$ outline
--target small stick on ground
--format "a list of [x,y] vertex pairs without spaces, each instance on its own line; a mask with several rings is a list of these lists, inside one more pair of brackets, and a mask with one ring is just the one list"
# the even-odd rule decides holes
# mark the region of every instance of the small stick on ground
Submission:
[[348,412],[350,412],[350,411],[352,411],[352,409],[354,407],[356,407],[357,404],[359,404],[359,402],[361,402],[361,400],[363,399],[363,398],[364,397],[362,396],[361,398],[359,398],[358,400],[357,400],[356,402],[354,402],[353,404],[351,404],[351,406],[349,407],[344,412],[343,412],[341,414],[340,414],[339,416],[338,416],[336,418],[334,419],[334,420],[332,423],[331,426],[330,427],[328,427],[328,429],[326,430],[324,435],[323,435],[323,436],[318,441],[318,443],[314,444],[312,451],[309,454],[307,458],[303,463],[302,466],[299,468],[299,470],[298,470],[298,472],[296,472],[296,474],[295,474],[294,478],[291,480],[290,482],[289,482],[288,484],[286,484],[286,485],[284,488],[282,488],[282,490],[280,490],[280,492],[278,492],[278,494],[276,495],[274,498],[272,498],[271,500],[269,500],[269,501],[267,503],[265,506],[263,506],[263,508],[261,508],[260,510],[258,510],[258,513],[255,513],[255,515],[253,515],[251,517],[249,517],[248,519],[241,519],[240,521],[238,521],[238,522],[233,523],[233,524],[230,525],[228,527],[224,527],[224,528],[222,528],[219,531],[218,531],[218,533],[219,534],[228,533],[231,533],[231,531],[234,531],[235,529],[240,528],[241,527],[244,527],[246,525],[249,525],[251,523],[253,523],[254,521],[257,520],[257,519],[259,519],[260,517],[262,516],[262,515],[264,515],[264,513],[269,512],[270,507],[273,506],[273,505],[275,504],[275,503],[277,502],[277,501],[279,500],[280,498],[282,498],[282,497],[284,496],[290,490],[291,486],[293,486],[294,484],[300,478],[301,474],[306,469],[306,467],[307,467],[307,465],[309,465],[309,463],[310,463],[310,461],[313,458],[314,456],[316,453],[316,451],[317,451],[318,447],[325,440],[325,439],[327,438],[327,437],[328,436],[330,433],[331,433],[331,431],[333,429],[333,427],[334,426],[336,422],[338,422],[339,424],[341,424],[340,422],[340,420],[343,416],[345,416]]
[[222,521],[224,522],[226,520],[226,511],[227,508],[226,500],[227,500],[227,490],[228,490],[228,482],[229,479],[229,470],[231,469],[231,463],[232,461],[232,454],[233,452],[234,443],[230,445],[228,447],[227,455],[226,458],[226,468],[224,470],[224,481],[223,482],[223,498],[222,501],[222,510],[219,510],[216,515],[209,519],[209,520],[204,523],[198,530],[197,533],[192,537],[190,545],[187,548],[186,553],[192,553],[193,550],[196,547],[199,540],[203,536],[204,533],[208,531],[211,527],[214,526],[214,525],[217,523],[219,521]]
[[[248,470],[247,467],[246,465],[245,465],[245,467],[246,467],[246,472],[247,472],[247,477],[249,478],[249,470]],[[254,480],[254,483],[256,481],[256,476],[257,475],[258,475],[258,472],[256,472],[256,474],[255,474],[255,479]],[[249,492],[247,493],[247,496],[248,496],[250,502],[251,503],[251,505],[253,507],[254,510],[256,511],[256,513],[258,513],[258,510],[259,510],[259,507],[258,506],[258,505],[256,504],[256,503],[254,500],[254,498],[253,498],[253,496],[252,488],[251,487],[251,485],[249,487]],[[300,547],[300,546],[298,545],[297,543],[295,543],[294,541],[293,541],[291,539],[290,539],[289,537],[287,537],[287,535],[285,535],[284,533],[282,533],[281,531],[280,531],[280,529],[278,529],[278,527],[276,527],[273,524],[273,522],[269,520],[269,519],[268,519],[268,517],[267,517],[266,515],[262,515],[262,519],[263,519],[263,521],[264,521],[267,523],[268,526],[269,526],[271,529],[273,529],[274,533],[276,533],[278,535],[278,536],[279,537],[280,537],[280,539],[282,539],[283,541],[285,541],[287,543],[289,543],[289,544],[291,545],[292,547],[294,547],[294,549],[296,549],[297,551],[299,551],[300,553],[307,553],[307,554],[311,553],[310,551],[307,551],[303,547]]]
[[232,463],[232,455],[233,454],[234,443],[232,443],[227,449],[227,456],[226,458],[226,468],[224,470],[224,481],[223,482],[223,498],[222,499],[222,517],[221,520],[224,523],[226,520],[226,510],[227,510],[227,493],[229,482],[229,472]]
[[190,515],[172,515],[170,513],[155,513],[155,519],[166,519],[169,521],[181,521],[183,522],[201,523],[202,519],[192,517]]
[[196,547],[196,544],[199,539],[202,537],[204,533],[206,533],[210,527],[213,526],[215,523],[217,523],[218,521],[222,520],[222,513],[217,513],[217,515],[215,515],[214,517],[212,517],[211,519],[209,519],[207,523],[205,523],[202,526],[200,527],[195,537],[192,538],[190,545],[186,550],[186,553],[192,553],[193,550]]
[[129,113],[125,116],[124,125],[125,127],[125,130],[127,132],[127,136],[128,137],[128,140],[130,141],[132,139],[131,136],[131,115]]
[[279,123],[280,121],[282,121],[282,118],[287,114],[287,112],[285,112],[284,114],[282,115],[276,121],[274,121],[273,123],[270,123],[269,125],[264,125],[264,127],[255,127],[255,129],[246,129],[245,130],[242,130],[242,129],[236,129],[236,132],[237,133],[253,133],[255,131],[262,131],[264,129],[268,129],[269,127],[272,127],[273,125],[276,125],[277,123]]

--------------------------------

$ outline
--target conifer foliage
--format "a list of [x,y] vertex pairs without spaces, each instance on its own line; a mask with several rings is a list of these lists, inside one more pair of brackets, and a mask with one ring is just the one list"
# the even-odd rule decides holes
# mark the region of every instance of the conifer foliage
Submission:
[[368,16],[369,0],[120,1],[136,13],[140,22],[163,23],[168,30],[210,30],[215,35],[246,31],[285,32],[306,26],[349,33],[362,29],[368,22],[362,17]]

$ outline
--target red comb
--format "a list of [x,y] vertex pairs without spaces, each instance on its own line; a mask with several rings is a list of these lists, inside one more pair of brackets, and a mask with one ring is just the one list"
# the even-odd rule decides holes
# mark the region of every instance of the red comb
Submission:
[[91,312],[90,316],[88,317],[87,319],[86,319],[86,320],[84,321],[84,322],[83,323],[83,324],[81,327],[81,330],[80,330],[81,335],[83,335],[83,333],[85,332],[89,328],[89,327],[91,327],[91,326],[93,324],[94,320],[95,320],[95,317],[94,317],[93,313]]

--------------------------------

• [Stated exercise]: Pick out every line of the entries that contains the word "conifer", and copy each such line.

• [Complete output]:
--target conifer foliage
# mark the region of every instance of the conifer foliage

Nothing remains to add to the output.